> **Dataset records**:

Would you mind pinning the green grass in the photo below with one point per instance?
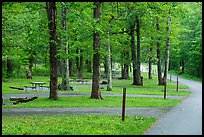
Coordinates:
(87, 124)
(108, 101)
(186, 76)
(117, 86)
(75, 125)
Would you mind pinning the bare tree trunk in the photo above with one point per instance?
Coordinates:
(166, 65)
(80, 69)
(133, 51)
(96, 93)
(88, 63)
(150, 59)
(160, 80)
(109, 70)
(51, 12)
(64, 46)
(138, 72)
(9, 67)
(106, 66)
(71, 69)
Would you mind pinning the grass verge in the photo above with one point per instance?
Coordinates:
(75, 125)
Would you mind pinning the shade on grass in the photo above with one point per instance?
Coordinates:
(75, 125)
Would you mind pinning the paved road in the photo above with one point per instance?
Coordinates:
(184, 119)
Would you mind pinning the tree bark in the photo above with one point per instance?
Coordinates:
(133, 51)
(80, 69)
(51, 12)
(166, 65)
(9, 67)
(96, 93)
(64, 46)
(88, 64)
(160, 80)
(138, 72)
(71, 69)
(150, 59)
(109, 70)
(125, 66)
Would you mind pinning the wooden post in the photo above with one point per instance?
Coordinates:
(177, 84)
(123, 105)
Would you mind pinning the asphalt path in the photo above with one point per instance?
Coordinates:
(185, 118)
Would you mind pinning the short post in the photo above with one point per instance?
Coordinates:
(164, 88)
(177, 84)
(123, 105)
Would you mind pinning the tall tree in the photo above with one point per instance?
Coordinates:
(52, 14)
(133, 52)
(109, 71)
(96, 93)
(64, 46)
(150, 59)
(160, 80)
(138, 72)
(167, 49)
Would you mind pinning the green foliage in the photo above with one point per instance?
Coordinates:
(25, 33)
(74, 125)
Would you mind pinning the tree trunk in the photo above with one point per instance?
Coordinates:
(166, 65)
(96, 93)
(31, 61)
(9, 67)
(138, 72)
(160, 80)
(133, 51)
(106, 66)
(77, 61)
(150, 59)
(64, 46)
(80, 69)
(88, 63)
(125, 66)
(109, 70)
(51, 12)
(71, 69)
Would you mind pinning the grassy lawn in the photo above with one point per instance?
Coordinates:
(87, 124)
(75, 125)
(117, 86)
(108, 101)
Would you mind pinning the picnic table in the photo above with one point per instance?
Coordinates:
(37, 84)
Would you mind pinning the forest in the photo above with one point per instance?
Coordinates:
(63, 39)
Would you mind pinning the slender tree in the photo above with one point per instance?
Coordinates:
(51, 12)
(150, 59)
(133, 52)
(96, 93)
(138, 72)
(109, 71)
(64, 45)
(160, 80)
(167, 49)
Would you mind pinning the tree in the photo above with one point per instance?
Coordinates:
--
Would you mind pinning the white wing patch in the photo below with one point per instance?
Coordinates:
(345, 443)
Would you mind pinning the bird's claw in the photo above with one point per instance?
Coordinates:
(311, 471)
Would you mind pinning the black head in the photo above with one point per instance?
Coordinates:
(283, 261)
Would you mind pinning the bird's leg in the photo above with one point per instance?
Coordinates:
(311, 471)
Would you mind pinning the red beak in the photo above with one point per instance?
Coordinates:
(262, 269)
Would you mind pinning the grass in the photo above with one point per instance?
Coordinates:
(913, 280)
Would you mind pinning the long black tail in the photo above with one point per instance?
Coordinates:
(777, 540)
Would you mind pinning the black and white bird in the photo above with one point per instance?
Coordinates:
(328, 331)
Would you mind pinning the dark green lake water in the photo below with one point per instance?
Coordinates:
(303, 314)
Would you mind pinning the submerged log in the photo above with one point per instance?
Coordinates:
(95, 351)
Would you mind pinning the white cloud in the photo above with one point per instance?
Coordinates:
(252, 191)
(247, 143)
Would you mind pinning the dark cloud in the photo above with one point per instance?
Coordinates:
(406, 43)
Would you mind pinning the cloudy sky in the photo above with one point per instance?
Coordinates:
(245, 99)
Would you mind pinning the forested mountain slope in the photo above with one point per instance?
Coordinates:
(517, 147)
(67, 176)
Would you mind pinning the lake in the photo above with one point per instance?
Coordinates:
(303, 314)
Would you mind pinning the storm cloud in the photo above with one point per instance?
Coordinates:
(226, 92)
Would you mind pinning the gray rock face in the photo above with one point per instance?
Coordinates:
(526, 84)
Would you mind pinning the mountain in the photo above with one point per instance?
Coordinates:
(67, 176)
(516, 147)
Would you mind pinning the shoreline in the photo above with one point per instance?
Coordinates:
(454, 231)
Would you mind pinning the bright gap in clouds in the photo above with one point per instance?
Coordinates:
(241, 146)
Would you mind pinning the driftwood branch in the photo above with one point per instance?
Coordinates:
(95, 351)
...
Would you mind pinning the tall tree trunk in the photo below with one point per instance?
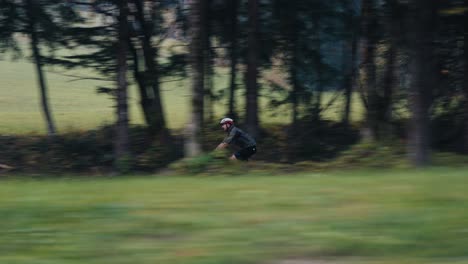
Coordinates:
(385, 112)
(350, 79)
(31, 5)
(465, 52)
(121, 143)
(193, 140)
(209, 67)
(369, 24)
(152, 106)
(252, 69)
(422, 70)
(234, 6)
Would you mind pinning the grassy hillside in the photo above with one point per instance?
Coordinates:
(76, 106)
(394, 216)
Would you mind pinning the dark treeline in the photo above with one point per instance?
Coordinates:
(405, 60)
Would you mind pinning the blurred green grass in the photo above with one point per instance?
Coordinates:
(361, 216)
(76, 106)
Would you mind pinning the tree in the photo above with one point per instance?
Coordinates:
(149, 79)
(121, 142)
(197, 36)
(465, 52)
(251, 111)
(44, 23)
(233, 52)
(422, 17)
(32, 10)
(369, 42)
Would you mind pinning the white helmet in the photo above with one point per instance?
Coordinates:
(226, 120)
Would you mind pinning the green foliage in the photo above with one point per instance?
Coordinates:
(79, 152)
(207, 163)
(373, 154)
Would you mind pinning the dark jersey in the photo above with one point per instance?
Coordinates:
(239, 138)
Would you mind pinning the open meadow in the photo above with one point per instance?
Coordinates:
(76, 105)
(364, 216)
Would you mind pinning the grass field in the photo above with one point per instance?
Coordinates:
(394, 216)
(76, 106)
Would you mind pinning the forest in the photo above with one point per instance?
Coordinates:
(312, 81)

> **EXERCISE**:
Go through the entries above and copy each line with "post" in it.

> **REPLY**:
Would you mind pinning the wooden post in the photo above with one point per instance?
Would you mind pinning the short post in the photo above with one point per instance?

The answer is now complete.